* **Requirement**
Output verbatim the line with "highlight the lamp" together with every line beneath it, ending at the last line of the entries.

Source data:
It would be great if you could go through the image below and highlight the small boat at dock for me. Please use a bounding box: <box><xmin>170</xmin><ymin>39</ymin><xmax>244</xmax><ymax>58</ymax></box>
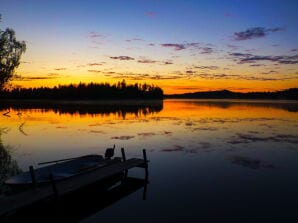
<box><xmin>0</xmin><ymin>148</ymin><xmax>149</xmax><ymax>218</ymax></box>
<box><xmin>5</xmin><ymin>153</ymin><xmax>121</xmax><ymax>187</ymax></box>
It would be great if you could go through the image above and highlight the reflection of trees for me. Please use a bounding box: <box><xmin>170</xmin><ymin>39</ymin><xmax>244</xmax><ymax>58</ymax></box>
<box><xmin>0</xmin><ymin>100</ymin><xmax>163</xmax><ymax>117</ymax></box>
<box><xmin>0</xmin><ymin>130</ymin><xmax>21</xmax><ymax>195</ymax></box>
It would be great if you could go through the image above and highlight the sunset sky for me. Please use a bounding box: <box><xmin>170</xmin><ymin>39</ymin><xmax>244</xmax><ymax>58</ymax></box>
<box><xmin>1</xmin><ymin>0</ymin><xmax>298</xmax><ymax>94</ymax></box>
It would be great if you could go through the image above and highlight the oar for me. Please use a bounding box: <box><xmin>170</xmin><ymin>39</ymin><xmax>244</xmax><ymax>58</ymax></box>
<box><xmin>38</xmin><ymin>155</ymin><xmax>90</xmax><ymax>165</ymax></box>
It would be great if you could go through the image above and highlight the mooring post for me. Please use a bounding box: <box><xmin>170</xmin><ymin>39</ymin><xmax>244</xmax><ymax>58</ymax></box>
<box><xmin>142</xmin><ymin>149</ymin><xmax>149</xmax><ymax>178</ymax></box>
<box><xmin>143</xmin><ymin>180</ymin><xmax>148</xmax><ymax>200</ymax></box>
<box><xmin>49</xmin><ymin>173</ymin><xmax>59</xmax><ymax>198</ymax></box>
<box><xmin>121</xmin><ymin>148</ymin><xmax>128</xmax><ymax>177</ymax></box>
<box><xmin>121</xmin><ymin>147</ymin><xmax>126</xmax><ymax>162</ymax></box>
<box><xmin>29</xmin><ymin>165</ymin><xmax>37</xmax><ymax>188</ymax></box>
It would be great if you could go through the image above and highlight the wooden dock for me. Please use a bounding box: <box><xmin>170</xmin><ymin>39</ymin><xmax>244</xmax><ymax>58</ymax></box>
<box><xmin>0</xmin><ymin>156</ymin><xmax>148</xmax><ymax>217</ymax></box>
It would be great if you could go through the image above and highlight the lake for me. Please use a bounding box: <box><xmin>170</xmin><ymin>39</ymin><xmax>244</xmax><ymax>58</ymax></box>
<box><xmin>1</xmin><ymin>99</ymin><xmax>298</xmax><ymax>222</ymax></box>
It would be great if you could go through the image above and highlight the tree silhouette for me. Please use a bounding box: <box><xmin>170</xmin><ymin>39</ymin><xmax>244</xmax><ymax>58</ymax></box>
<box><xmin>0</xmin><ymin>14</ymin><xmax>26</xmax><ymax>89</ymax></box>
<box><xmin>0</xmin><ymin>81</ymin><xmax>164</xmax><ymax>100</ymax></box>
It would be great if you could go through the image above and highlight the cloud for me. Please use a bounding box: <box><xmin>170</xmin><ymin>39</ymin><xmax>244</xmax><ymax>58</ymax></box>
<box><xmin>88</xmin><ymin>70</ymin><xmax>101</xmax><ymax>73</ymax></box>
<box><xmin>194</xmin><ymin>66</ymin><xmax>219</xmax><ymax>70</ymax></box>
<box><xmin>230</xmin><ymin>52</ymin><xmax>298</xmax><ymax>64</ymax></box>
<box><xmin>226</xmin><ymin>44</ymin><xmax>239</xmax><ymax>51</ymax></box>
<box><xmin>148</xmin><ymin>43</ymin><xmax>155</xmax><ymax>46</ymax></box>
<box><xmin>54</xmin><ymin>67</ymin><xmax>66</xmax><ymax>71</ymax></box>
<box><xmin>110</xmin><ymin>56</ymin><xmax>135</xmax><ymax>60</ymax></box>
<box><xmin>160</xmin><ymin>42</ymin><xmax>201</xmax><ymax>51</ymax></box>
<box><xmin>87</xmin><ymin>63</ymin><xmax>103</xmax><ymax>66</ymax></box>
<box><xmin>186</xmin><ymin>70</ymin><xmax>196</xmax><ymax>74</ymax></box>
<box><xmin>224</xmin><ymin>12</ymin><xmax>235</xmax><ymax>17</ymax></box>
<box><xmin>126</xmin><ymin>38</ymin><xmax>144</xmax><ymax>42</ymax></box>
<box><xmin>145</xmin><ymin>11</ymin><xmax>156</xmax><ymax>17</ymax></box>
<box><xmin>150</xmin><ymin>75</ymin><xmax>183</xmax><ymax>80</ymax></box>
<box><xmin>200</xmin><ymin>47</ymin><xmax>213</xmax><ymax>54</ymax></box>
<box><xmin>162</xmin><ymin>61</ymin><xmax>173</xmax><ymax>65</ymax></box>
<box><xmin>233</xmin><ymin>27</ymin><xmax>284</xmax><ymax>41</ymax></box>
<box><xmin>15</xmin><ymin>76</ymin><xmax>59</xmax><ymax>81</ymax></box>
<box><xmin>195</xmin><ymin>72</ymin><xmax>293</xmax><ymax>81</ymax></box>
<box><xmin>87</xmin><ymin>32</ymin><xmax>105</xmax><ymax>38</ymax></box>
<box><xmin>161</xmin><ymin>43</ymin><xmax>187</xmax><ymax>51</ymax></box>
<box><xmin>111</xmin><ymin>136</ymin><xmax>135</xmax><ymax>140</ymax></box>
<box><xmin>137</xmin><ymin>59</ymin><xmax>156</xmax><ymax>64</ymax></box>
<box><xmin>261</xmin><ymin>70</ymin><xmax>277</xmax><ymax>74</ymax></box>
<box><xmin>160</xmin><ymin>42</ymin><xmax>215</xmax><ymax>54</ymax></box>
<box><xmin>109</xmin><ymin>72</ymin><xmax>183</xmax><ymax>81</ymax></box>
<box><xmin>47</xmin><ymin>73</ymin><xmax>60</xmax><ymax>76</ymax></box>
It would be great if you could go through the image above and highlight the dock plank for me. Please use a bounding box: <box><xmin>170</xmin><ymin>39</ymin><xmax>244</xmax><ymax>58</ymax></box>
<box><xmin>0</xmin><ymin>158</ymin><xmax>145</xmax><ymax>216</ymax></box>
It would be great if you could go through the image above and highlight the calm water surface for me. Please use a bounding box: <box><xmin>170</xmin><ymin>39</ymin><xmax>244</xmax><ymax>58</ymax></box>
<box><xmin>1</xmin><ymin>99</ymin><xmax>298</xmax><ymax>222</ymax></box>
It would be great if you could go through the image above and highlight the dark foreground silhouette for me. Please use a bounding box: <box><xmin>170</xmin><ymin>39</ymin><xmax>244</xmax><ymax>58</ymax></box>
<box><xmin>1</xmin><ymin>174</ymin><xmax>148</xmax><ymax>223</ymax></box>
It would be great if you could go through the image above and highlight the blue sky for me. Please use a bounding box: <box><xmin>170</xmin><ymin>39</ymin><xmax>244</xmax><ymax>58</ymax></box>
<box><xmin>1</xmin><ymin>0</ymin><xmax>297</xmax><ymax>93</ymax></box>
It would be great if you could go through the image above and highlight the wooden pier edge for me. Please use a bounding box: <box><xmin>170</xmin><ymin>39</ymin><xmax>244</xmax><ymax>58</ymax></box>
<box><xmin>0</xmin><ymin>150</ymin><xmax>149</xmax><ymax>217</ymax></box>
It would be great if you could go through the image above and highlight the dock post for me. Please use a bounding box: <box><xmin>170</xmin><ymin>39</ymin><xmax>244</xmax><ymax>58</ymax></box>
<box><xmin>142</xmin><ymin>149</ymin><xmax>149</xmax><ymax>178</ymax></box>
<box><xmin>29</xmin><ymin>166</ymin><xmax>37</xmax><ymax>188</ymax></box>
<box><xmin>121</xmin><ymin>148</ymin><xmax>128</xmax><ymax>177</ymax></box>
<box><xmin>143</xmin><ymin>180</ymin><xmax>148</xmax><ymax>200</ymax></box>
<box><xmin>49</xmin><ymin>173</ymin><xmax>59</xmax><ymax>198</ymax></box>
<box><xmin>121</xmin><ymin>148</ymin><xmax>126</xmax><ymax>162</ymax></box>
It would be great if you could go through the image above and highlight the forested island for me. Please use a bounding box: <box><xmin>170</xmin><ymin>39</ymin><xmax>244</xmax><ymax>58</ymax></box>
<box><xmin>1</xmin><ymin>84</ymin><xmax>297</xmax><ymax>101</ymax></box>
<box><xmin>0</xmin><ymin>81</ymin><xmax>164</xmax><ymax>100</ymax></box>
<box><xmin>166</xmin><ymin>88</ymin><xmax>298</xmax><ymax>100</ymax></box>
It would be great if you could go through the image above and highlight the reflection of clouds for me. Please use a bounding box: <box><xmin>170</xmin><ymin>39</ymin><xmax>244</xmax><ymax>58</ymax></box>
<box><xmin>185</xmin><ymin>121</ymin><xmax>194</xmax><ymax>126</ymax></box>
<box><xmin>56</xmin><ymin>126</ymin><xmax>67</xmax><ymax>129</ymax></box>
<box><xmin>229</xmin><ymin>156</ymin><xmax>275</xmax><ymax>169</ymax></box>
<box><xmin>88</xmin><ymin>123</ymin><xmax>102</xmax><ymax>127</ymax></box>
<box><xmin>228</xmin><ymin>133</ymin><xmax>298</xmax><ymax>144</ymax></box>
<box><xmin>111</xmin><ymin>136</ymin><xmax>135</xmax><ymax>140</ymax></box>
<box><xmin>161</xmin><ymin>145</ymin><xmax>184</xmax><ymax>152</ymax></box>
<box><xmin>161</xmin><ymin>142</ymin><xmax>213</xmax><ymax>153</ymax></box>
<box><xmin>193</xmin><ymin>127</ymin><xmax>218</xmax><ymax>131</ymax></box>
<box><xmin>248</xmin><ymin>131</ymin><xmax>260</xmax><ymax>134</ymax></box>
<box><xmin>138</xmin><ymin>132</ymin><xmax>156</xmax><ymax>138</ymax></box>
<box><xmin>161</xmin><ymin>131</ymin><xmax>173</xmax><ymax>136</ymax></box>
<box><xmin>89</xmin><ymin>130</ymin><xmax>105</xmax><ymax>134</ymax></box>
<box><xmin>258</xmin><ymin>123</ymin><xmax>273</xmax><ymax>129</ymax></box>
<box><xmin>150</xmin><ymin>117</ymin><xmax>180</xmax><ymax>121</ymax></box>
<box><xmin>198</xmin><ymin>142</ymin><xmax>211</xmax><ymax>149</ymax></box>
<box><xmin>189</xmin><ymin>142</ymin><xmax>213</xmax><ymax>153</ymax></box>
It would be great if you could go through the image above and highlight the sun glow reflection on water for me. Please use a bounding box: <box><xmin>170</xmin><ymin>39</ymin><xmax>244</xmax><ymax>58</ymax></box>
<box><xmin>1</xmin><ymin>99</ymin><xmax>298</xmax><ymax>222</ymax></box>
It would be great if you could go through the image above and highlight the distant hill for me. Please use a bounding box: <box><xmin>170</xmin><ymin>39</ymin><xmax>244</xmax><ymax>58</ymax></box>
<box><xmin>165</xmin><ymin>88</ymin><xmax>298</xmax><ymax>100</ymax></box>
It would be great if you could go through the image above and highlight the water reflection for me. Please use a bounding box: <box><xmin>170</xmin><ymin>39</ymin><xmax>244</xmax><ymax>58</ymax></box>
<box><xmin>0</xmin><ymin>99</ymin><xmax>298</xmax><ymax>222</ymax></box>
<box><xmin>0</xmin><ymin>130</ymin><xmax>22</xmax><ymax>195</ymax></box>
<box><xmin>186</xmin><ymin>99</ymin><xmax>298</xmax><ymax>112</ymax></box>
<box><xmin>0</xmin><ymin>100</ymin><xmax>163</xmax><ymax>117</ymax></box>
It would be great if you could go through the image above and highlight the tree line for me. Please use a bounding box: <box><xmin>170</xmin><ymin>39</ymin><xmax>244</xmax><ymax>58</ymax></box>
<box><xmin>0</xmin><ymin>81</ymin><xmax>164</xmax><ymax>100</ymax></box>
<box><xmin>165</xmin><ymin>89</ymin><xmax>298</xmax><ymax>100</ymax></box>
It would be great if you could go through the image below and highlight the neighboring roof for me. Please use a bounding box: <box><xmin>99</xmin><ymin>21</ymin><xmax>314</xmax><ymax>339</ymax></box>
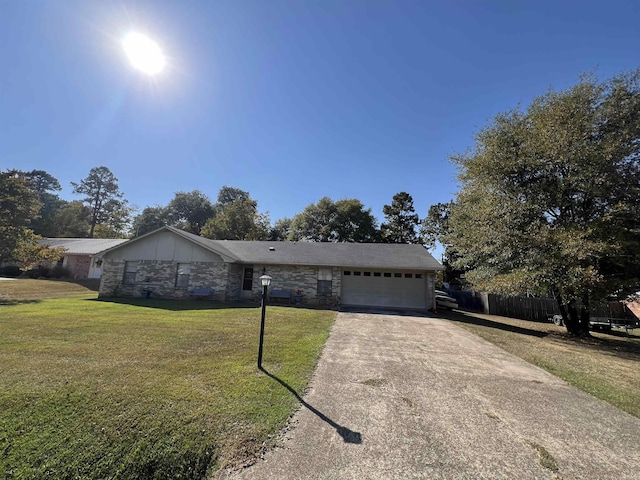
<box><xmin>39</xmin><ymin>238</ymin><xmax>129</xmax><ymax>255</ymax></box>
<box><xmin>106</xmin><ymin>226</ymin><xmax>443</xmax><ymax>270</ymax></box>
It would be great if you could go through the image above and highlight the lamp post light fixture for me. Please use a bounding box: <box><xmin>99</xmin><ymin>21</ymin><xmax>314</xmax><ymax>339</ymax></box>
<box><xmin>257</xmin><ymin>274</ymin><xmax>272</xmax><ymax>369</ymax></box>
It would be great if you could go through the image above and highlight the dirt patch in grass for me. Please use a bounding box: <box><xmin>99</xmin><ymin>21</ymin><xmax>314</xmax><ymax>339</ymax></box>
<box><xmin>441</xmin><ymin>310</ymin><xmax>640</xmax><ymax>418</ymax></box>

* **Your solution**
It would be great if you could go through the image above and highlight the lamp post light fixture for me. Please use a bounding box: <box><xmin>99</xmin><ymin>21</ymin><xmax>314</xmax><ymax>339</ymax></box>
<box><xmin>257</xmin><ymin>274</ymin><xmax>272</xmax><ymax>369</ymax></box>
It would be great if you could go through the image above and highlight the dirt patch in grass for me. Please use a bounding box: <box><xmin>99</xmin><ymin>21</ymin><xmax>314</xmax><ymax>339</ymax></box>
<box><xmin>441</xmin><ymin>310</ymin><xmax>640</xmax><ymax>418</ymax></box>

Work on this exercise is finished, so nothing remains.